> _文本片段_
------------------------------

带有阿尔法-贝塔剪枝的点与框游戏

Question

我在写一个点与方块游戏的时候遇到了问题，使用了alpha-beta剪枝算法。整个程序是能运行的，但算法有时候会做出一些愚蠢的决定，我觉得它对游戏状态的评估可能是错的。你能帮我看看吗？我现在完全卡住了。

（我知道这段代码可能有点乱，也没有优化。如果你有建议可以让我改进的地方，请告诉我 :)）

class MinMax:
    '''a class containing Min-Max algorithm
    it uses recursion to evalueate given state (node)'''
    def __init__(self, depth) -> None:
        '''define hiperparameters of the algorithm'''
        self._depth = depth

    @property
    def depth(self):
        return self._depth

    def solve(self, state, alfa=-float('inf'), beta=float('inf'), depth=None):
        '''solver using MinMax algorithm with alpha-beta pruning'''
        if depth is None:
            depth = self.depth
        children = state.generate_children()

        if len(children) == 0 or depth == 0:
            return state.evaluation

        if state.player == 1:  # max turn
            for child in children:
                if state.player == child.player:
                    alfa = max(alfa, self.solve(child, alfa, beta, depth))
                else:
                    alfa = max(alfa, self.solve(child, alfa, beta, depth-1))
                if alfa >= beta:
                    return beta
            return alfa
        else:  # min turn
            for child in children:
                if state.player == child.player:
                    beta = min(beta, self.solve(child, alfa, beta, depth))
                else:
                    beta = min(beta, self.solve(child, alfa, beta, depth-1))
                if alfa >= beta:
                    return alfa
            return beta

from __future__ import annotations
import numpy as np
import copy


class DostsAndBoxesState:
    def __init__(self, player: bool, dimentions: int, state=None, evaluation=0) -> None:
        '''class representing a single Node
        ::player: 0 for Min, 1 for Max
        ::state: state of the game in the node
        ::dimentions: dims of the game board
        '''
        self.player = player
        self.dimentions = dimentions
        self.evaluation = evaluation
        if not state:
            self.state = self.generate_first_state()
        else:
            self.state = state

    def generate_first_state(self):
        state = []
        for i in range(2*self.dimentions - 1):
            if i % 2 == 1:
                state.append(np.full(self.dimentions, -1))
            else:
                state.append(np.full(self.dimentions - 1, -1))
        return state

    def generate_children(self) -> None:
        '''
        children: states one state under current state
        while generating, it makes the evaluation based on evaluation of the parent and potentialy found box
        '''
        childen = []
        for row_index, row in enumerate(self.state):
            for connection_index, connection in enumerate(row):
                if connection == -1:
                    child = copy.deepcopy(self.state)
                    new_row = copy.deepcopy(row)
                    new_row[connection_index] = self.player  # zamieniam -1 na gracza
                    child[row_index] = new_row
                    boxes = self.find_box(row_index, connection_index)
                    if boxes:
                        component = len(boxes) if self.player else -len(boxes)

------------------------------

> _提取信息_
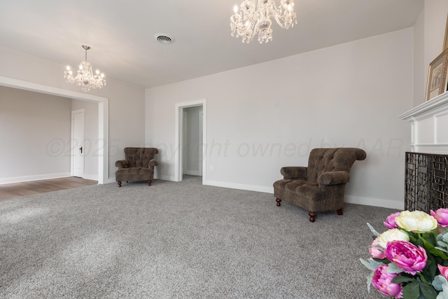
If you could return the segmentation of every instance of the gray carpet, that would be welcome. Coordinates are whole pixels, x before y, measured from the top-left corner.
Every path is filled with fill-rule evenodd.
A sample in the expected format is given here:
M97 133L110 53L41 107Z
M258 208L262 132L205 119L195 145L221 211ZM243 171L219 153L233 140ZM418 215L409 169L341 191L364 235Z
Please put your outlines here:
M0 297L384 298L368 294L370 223L389 209L307 211L199 177L0 202Z

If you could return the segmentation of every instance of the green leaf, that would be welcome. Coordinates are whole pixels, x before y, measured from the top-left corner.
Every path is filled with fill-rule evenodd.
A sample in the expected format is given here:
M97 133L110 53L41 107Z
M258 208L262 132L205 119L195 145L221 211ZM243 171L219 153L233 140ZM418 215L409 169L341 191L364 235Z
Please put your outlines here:
M379 263L375 260L369 259L368 261L360 258L359 260L368 269L374 271L378 267L383 265L382 263Z
M370 273L370 274L367 277L367 291L369 293L370 293L370 284L372 284L372 278L373 278L373 272Z
M403 272L403 270L397 267L393 263L391 263L387 267L388 273L401 273L402 272Z
M403 298L406 299L418 299L420 296L420 284L415 282L407 284L403 287Z
M377 231L376 231L376 230L375 230L375 229L374 229L374 228L373 228L373 226L372 226L372 225L370 225L370 223L369 223L368 222L367 223L367 226L368 226L368 227L369 227L369 228L370 229L370 231L372 232L372 233L374 235L375 235L375 236L378 237L379 235L381 235L379 232L378 232Z
M421 293L426 299L435 299L437 297L437 292L433 286L426 284L420 284L420 291L421 291Z
M444 260L448 260L448 256L447 256L440 250L437 249L437 247L433 247L430 249L426 249L426 251L430 253L431 254L433 254L435 256L439 256L443 258Z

------------------------------

> _待解问题_
请把点与方块游戏帖子中的一段原样打印出来：从含有“def generate_children(self) ->”的那句起，到“child = copy.deepcopy(self.state)”止。

> _完成练习_
def generate_children(self) -> None:
        '''
        children: states one state under current state
        while generating, it makes the evaluation based on evaluation of the parent and potentialy found box
        '''
        childen = []
        for row_index, row in enumerate(self.state):
            for connection_index, connection in enumerate(row):
                if connection == -1:
                    child = copy.deepcopy(self.state)